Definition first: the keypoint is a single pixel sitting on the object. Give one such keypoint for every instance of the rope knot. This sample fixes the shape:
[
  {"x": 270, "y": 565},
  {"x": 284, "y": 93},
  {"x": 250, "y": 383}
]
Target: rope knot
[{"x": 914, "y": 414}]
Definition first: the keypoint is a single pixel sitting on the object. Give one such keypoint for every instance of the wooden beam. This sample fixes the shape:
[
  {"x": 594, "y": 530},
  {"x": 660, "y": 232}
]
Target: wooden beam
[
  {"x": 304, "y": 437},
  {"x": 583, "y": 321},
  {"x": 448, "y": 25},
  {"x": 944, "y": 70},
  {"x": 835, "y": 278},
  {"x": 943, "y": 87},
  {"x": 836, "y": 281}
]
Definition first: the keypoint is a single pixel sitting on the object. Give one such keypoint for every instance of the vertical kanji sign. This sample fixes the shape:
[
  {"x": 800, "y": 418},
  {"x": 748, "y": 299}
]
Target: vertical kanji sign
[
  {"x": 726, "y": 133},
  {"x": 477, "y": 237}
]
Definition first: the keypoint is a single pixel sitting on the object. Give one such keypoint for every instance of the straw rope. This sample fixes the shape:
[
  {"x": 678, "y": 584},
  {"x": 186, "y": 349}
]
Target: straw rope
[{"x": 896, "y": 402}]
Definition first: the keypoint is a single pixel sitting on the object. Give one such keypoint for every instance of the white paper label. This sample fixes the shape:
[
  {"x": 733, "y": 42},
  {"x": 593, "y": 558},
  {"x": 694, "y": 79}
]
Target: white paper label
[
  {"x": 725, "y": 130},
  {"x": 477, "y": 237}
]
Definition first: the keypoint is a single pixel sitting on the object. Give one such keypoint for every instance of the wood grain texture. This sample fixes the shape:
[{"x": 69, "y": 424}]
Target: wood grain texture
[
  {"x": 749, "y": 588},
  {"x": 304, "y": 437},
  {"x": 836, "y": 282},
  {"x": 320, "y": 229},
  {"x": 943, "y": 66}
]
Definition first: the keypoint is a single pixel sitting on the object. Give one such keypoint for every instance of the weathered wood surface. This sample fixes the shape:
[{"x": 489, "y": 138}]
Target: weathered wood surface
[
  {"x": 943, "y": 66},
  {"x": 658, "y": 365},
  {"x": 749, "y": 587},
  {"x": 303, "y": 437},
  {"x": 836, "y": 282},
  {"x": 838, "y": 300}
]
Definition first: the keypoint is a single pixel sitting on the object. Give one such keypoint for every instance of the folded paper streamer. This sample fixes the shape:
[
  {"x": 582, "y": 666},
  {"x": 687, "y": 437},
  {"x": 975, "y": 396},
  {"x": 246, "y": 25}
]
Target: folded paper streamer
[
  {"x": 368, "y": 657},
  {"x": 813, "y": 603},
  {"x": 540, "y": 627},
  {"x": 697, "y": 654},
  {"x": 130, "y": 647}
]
========
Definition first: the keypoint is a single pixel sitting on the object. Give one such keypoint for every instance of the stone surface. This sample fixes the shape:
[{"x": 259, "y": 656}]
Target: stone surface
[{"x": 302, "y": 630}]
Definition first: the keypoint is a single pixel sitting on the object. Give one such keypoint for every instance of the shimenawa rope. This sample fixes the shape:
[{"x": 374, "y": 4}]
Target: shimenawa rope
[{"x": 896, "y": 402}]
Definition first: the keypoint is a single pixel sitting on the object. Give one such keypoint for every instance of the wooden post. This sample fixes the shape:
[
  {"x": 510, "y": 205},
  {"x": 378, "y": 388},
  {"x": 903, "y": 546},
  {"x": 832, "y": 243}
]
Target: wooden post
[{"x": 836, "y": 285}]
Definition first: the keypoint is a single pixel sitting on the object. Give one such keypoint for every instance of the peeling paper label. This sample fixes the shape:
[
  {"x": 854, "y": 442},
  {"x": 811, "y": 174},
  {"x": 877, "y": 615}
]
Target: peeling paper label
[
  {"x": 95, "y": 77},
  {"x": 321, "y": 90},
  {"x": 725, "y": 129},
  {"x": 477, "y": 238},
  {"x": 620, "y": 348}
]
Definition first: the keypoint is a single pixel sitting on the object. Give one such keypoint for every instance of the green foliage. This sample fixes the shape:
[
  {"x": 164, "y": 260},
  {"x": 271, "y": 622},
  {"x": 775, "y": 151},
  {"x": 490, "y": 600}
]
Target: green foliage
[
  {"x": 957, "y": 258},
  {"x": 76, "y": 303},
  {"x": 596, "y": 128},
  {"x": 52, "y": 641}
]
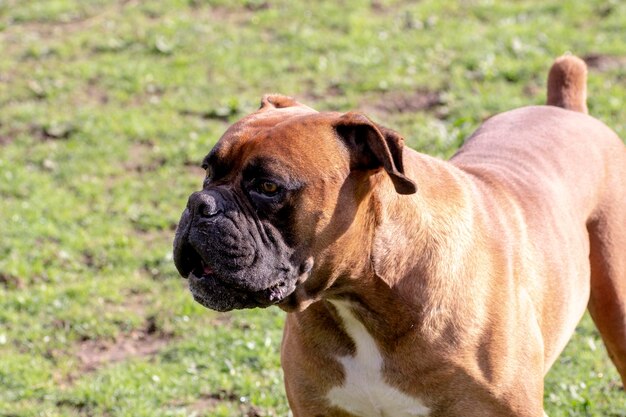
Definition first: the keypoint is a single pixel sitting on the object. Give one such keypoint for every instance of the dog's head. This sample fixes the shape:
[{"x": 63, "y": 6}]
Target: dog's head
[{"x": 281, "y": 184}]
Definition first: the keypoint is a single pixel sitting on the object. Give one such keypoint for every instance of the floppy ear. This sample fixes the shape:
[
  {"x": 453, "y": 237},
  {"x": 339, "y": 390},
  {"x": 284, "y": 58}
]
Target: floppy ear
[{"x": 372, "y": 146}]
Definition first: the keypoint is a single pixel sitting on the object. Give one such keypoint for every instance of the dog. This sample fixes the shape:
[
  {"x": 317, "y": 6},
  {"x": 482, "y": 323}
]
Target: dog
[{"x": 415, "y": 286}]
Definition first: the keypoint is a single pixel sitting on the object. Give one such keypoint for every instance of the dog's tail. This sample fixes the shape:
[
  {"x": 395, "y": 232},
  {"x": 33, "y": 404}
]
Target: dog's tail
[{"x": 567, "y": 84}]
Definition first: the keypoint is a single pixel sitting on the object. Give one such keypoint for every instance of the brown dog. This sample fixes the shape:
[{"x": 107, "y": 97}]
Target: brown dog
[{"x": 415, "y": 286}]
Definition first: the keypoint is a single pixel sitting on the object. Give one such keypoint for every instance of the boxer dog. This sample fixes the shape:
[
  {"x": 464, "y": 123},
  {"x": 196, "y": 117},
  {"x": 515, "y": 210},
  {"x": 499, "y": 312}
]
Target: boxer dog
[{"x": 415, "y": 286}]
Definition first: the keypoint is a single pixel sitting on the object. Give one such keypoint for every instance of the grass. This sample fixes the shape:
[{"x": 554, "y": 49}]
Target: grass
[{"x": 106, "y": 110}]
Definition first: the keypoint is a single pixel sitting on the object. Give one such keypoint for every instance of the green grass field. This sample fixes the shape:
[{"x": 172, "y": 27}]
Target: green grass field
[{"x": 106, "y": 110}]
========
Collect every line of the material above that contains the word "boxer", and copy each one out in full.

Answer to the exercise:
Definition first: the keypoint is a single pixel sitting on the object. Give one such keypoint for every instance of the boxer dog. This sample fixes the shape:
Target: boxer dog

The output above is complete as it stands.